_WORK ITEM_:
The task calls for every line of the data to be repeated exactly.

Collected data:
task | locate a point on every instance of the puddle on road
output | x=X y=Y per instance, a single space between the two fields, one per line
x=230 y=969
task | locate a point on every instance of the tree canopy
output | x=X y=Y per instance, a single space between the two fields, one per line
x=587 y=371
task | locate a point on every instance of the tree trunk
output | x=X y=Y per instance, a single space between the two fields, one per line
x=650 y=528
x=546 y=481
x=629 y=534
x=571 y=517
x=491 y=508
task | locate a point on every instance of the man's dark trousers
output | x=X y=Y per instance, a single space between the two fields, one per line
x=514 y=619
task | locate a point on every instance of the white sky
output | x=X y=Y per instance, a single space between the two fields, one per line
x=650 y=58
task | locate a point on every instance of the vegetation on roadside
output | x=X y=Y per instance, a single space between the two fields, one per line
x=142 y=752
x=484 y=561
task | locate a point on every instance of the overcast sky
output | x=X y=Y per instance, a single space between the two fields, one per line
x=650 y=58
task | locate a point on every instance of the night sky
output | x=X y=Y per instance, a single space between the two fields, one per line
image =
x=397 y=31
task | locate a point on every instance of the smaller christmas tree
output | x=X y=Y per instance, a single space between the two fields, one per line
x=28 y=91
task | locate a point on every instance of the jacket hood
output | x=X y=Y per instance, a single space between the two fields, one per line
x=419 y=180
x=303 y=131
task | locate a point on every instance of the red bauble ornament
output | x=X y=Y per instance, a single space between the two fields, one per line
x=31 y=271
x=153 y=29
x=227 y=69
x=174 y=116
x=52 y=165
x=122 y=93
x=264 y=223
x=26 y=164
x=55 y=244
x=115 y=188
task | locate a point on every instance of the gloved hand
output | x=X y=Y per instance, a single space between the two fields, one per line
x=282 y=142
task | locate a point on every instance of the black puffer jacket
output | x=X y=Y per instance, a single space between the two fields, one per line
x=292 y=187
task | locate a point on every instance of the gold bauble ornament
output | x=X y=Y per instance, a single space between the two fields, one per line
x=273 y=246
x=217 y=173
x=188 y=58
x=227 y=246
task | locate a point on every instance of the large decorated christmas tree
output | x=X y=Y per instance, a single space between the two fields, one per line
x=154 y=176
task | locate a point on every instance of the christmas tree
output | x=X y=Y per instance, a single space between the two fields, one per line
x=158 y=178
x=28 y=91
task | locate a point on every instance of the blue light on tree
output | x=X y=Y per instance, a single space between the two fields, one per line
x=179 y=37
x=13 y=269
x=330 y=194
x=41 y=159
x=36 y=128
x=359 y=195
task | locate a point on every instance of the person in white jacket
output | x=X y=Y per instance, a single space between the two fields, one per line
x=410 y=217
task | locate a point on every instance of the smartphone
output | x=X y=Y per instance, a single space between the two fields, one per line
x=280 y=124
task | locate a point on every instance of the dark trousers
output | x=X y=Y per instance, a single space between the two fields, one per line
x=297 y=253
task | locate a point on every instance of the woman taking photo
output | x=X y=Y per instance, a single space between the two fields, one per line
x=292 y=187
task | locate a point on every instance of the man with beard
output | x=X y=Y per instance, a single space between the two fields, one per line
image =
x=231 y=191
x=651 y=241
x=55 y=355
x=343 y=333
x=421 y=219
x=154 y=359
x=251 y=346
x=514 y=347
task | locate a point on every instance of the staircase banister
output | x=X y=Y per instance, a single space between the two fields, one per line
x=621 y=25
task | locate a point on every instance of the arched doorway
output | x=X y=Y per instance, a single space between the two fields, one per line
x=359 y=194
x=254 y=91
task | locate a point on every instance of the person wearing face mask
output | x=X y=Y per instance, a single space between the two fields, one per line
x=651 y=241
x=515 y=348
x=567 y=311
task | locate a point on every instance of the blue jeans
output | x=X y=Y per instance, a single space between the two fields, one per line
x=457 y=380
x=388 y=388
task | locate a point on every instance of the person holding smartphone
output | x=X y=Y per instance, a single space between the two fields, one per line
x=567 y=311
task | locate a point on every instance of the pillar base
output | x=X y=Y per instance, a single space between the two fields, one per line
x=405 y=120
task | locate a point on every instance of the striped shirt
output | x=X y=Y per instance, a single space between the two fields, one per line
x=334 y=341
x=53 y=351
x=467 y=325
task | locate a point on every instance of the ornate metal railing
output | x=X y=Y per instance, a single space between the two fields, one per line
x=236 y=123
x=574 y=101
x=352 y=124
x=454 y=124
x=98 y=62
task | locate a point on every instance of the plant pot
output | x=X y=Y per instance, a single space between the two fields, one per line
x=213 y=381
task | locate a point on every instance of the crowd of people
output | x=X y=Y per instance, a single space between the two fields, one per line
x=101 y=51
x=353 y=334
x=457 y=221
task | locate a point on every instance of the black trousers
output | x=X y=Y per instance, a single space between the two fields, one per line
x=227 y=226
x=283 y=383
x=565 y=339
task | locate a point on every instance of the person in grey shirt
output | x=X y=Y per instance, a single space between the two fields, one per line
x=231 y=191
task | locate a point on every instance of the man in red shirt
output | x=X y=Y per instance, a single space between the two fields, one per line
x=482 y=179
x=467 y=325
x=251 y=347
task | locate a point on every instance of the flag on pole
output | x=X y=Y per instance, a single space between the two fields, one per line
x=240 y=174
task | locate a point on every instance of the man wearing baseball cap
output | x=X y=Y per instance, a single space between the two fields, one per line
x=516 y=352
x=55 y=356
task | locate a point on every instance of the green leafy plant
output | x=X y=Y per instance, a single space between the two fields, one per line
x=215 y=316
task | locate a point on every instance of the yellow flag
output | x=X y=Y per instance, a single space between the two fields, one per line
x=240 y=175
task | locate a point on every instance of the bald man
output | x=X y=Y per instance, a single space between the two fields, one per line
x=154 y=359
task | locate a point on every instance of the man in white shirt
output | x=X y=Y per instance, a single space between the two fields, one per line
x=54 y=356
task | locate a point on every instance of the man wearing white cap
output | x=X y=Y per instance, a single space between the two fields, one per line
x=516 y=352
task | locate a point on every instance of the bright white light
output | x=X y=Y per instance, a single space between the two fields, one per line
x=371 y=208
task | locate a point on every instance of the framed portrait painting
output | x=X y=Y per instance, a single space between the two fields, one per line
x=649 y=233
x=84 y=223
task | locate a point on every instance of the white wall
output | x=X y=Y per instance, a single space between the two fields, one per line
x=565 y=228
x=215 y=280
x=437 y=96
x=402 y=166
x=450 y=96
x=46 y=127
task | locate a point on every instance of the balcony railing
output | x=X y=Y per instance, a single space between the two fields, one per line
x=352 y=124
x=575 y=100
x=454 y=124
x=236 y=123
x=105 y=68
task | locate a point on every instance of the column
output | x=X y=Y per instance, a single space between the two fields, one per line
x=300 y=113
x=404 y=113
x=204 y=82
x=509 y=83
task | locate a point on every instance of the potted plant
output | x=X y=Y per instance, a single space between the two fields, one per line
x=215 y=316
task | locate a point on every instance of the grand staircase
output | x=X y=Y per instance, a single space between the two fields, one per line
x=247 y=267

_PROBLEM SOLUTION_:
task | locate a point on every instance of the puddle on road
output | x=X y=Y per instance, a single space between the two fields, one per line
x=230 y=969
task | locate a point on every instance of the tree canopy
output | x=X y=Y per instance, a single space between the two fields, one per line
x=587 y=371
task | locate a point on every instance of the tree trunk
output | x=X y=Y per instance, a single space between the two fields, one per line
x=650 y=528
x=546 y=481
x=629 y=534
x=571 y=517
x=491 y=508
task | locate a point on every instance of the man's dark trousers
output | x=X y=Y per instance, a single space between the two fields, one per line
x=514 y=619
task | locate a point on every instance of the white sky
output | x=X y=Y per instance, a single space between the two fields, one per line
x=650 y=58
task | locate a point on every instance of the vegetation on roadside
output | x=X y=Y per instance, a single space between the two fields, one per line
x=142 y=752
x=484 y=561
task | locate a point on every instance of the overcast sky
output | x=X y=Y per instance, a single space between the two fields, one per line
x=650 y=58
task | locate a point on every instance of the night sky
output | x=X y=Y per instance, a single space between the two fields, one per line
image =
x=397 y=31
task | locate a point on every instance of the smaller christmas tree
output | x=X y=Y per instance, a single space between the two fields, one per line
x=28 y=91
task | locate a point on every instance of the jacket hood
output | x=X y=Y per instance, a single space between the two fields, one per line
x=419 y=180
x=303 y=131
task | locate a point on every instance of the red bauble ornament
output | x=X y=Y per instance, a single space between the two fields, one per line
x=31 y=271
x=153 y=29
x=227 y=69
x=174 y=116
x=52 y=165
x=122 y=93
x=264 y=223
x=26 y=164
x=55 y=244
x=115 y=188
task | locate a point on every instance of the gloved hand
output | x=X y=Y per instance, a single space between the two fields, one per line
x=282 y=142
task | locate a point on every instance of the black puffer jacket
output | x=X y=Y per instance, a single space between the two fields, one per line
x=292 y=187
task | locate a point on every instance of the gold bauble ornament
output | x=X y=Y per instance, a single space between the two fields, one per line
x=273 y=246
x=217 y=173
x=188 y=58
x=227 y=246
task | locate a point on every instance of the large decorated christmas tree
output | x=X y=Y per instance, a single space between the two fields, one per line
x=154 y=176
task | locate a point on every instance of the christmas tree
output | x=X y=Y per instance, a single space between the two fields, one per line
x=158 y=178
x=28 y=91
task | locate a point on every instance of the blue light on tree
output | x=X y=Y per instance, a single space between the two fields, one per line
x=179 y=37
x=13 y=269
x=330 y=194
x=41 y=159
x=36 y=128
x=359 y=195
task | locate a point on every instance of the person in white jacket
output | x=X y=Y per instance, a single space between the two fields, one per line
x=410 y=217
task | locate a point on every instance of the smartphone
output | x=X y=Y per instance, a single space between the two fields, one per line
x=280 y=124
task | locate a point on every instance of the dark trousers
output | x=X y=Y per instance, a single space between the two fields, one per line
x=297 y=253
task | locate a point on every instance of the woman taking photo
output | x=X y=Y per instance, a single space between the two fields, one per line
x=292 y=187
task | locate a point on every instance of the man with beard
output | x=X y=Y per instance, a single space between the two fields, one per line
image =
x=231 y=191
x=651 y=241
x=55 y=355
x=343 y=333
x=421 y=219
x=154 y=359
x=251 y=346
x=514 y=347
task | locate a point on every instance of the staircase banister
output | x=X y=Y per instance, a single space between the two fields, one per line
x=621 y=25
task | locate a point on every instance of the arched doorway
output | x=X y=Y per instance, a single space between the two fields, one per line
x=359 y=194
x=254 y=91
task | locate a point on every instance of the person wearing face mask
output | x=X y=Y per instance, a single space between the two fields, one per line
x=651 y=241
x=515 y=348
x=567 y=311
task | locate a point on every instance of the blue jeans
output | x=X y=Y per instance, a single space between the two fields, one per line
x=457 y=380
x=388 y=388
task | locate a point on every instance of the person holding smartphone
output | x=X y=Y per instance, a single space between the two fields, one per line
x=567 y=311
task | locate a point on every instance of the pillar base
output | x=X y=Y per instance, a single space between the two fields, one per line
x=405 y=120
task | locate a point on every instance of the striped shirt
output | x=X y=Y per instance, a single space between the two fields, one per line
x=334 y=341
x=53 y=351
x=467 y=325
task | locate a point on every instance of the ornate metal railing
output | x=X y=Y per instance, a single space between the two fields, one per line
x=236 y=123
x=574 y=101
x=352 y=124
x=454 y=124
x=98 y=62
task | locate a point on every instance of the plant pot
output | x=X y=Y per instance, a single space between the two fields, one per line
x=213 y=381
task | locate a point on every instance of the crowd of people
output | x=X y=Y per instance, a single space between the two fields, one per line
x=101 y=51
x=353 y=334
x=457 y=221
task | locate a point on every instance of the black trousers
output | x=X y=Y per instance, a single space between the two fields, one per line
x=227 y=226
x=283 y=383
x=565 y=339
task | locate a point on every instance of the person in grey shirt
output | x=X y=Y per instance, a single space between the two fields, one per line
x=231 y=191
task | locate a point on every instance of the man in red shirt
output | x=X y=Y per instance, a single space between the two fields, one per line
x=482 y=179
x=467 y=325
x=251 y=347
task | locate a point on every instance of the flag on pole
output | x=X y=Y per instance, a single space between the two fields, one per line
x=240 y=174
task | locate a point on every instance of the man wearing baseball cap
output | x=X y=Y per instance, a single space between the two fields, one per line
x=516 y=352
x=55 y=356
task | locate a point on every instance of the green leafy plant
output | x=X y=Y per instance, a single space between the two fields, one per line
x=215 y=316
task | locate a point on every instance of the yellow flag
output | x=X y=Y per instance, a single space between the two fields, one per line
x=240 y=175
task | locate a point on every instance of the bald man
output | x=X y=Y per instance, a single space between the two fields, one per line
x=154 y=359
task | locate a point on every instance of the man in white shirt
output | x=X y=Y per instance, a single space between the two fields, one per line
x=54 y=356
task | locate a point on every instance of the man wearing white cap
output | x=X y=Y per instance, a single space between the two fields, one per line
x=516 y=352
task | locate a point on every instance of the bright white light
output | x=X y=Y per instance, a single space between the two fields, one per line
x=371 y=208
task | locate a point on every instance of the framed portrait painting
output | x=X y=Y per instance, a single space between the two fields, one per line
x=649 y=233
x=84 y=223
task | locate a point on every instance of the white wall
output | x=X y=Y per instance, a single space between the two fields, one per line
x=565 y=228
x=215 y=280
x=437 y=96
x=402 y=166
x=450 y=96
x=46 y=127
task | locate a point on every instance of the balcony railing
output | x=X y=Y per instance, a single space between the two fields, one per line
x=352 y=124
x=575 y=100
x=454 y=124
x=236 y=123
x=105 y=68
task | locate a point on every instance of the column
output | x=X y=Y per instance, a single space between the two fields, one per line
x=300 y=113
x=404 y=113
x=204 y=82
x=509 y=83
task | locate a point on every instance of the potted plant
output | x=X y=Y per instance, a single space between the two fields, one per line
x=215 y=316
task | locate a point on every instance of the grand staircase
output | x=X y=Y per instance, a single space between the two fields, one per line
x=247 y=267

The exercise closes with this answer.